**文書**
──────────
公務員が加入する共済年金が平成27年10月1日に、会社員が加入する厚生年金保険に統合されました。新聞やテレビなどで頻繁に特集されていたので、ご存知の方は多いかと思います。


それでは共済年金と厚生年金保険の統合は、今回が初めてではなく、過去にもあったという話は知っているでしょうか?

例えば日本たばこ産業(JT)、日本電信電話(NTT)、日本鉄道(JR)の従業員が加入する共済年金は、平成9年4月1日に厚生年金保険に統合されました。

また農林漁業団体の従業員が加入する、「農林年金」と呼ばれる共済年金も、平成14年4月1日に厚生年金保険に統合されました。

これらの統合は公務員の企業年金と位置づけられる、「職域加算」の統合後の取り扱いなどの面において、公務員が加入する共済年金の統合と、似ている部分が多いのです。

これはおそらく偶然ではなく、公務員が加入する共済年金の統合に携わった方々は、過去の統合をモデルにしたのだと思います。

もしそうであるならば「歴史は繰り返す」のですから、過去の統合がどんな過程を経たのかを調べていけば、公務員が加入する共済年金の未来図を予想できるはずです。

年金の請求先は段階的に移行する


厚生年金保険から支給される「老齢厚生年金」の請求手続きは、住所地の年金事務所で行ないます。


また共済年金から支給される「退職共済年金」の請求手続きは、各人が加入する共済組合で行います。

そのため公務員の方が平成27年10月1日以降に、老齢厚生年金の請求手続きを行う場合、年金事務所で行なえば良いと、考えてしまうのではないでしょうか?

しかし共済組合などのウェブサイトを見てみると、各人が加入する共済組合でも、引き続き手続きができると記載されております。

過去の歴史を見てみても、農林漁業団体の従業員が老齢厚生年金の請求手続きを、完全に年金事務所で行なうようになったのは、平成24年4月1日からであり、それまでは農林年金の存続組合で行なっておりました。

ですから公務員の方が受給する老齢厚生年金についても、しばらくは各人が加入する共済組合と年金事務所の、どちらでも請求手続きができるようにして、数十年の期間が経過した後に、年金事務所のみで行なうようになると予想しております

もしそうなった場合、老齢厚生年金の請求手続きは年金事務所、統合前の期間に関する職域加算や、新設された「年金払い退職給付」の請求手続きは各人が加入する共済組合というように、手続きを行う場所が2つになります。
──────────
**与えられたデータ**
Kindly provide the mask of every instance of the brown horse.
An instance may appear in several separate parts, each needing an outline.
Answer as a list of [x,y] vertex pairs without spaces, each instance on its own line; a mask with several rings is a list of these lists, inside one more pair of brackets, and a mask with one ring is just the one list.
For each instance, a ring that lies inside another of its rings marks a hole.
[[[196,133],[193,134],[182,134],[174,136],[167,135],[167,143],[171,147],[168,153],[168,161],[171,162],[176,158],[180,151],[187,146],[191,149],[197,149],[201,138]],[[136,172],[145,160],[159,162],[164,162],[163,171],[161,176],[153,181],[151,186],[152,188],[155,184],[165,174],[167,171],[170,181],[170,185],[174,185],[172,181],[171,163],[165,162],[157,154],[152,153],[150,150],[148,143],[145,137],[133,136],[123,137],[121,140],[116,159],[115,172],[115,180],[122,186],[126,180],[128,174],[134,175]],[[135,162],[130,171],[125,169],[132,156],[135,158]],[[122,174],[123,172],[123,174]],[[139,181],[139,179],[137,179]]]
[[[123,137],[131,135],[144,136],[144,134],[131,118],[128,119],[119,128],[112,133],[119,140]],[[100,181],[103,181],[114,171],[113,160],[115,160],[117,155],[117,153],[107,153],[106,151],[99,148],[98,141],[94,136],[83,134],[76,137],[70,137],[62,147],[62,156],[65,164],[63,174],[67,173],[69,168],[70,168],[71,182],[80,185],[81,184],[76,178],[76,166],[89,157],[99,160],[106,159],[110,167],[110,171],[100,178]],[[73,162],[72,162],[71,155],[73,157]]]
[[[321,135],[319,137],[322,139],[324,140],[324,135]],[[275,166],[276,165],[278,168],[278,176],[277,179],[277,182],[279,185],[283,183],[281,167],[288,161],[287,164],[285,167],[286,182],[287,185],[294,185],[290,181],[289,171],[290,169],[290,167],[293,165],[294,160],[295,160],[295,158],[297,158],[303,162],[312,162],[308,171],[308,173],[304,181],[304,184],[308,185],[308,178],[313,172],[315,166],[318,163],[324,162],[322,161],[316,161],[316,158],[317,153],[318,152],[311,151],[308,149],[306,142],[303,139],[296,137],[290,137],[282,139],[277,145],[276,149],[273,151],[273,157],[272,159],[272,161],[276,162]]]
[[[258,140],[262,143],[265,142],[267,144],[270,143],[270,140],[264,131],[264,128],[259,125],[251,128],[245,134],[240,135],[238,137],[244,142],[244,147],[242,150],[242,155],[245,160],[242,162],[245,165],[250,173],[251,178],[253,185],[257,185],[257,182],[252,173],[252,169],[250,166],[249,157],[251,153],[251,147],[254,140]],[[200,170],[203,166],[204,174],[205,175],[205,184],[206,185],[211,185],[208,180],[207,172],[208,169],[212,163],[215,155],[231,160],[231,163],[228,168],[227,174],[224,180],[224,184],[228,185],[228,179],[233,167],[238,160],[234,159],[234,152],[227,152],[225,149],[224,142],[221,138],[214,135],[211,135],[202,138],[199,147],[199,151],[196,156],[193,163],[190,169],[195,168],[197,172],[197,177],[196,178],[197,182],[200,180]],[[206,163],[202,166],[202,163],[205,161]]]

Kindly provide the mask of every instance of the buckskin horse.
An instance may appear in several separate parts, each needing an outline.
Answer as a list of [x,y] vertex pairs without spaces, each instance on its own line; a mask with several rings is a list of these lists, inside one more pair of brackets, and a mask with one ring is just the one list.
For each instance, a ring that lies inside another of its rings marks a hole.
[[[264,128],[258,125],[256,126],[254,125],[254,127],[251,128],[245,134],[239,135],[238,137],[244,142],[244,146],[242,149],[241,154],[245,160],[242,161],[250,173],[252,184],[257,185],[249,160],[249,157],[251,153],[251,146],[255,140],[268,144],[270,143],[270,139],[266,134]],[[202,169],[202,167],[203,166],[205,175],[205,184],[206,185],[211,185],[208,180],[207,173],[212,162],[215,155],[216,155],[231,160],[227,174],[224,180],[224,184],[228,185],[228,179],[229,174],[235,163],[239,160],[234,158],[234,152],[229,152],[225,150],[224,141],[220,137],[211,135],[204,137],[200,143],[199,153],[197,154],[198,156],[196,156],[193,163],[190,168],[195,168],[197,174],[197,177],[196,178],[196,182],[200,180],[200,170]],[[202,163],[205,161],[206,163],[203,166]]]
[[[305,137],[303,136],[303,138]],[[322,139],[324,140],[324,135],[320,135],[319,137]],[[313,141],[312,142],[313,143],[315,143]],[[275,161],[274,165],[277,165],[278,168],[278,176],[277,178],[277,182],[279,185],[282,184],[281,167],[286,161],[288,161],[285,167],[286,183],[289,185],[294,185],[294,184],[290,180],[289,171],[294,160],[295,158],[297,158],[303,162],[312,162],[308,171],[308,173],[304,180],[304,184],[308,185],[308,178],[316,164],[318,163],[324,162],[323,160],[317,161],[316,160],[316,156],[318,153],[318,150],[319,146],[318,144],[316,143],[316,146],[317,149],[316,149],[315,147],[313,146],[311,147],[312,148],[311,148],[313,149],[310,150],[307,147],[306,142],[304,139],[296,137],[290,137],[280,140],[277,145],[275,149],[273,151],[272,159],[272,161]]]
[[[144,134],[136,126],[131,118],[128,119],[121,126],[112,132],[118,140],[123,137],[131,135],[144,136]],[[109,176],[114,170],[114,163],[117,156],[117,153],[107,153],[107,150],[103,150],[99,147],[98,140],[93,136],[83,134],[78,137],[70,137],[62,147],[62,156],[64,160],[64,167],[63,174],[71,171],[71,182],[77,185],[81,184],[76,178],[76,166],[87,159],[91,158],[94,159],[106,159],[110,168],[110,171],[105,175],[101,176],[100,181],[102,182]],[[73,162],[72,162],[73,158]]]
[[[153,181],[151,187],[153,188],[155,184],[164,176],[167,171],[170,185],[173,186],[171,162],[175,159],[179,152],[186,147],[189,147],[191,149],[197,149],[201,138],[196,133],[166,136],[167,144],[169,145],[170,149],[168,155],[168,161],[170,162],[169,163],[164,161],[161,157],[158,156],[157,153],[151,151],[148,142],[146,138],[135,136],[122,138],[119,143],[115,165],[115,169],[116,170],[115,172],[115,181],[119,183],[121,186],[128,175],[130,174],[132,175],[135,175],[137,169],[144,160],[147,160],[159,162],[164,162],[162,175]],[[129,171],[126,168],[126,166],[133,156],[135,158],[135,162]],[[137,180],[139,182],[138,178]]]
──────────
**問題と課題**
[a] 「provide」という文字列を含むエントリーの行をすべて書き写して示してください。大文字と小文字は区別します。
[b] 共済年金と厚生年金保険の統合についての文章を、最後の文の後から書き進めてください。

**課題ごとの結果**
[a]
Kindly provide the mask of every instance of the brown horse.
Kindly provide the mask of every instance of the buckskin horse.

[b]
個人的にはこのような変化が、次のような問題を引き起こすと考えているのです。

請求忘れが多い企業年金


会社によっては福利厚生として企業年金の一種である、「確定拠出年金」を実施しております。


平成26年9月7日の毎日新聞によると、この確定拠出年金の積立金を請求も移換もせず、放置したままにしている方が、平成25年度末時点で、約43万人もいると記載されておりました。

また企業年金の一種である「厚生年金基金」から支給される年金を受給できるのに、請求手続きを済ませていない方が、平成19年9月時点で約120万人もいるというデータが、企業年金連合会から発表されました。

このようなことが発生する原因について考えてみると、老齢厚生年金と企業年金の請求手続きは、別々に行なう必要があるというのも、原因のひとつになっていると思うのです。

もし企業年金の請求手続きを、老齢厚生年金の請求手続きと一緒にできてしまうとしたら、こんなに請求忘れが発生するはずはありません。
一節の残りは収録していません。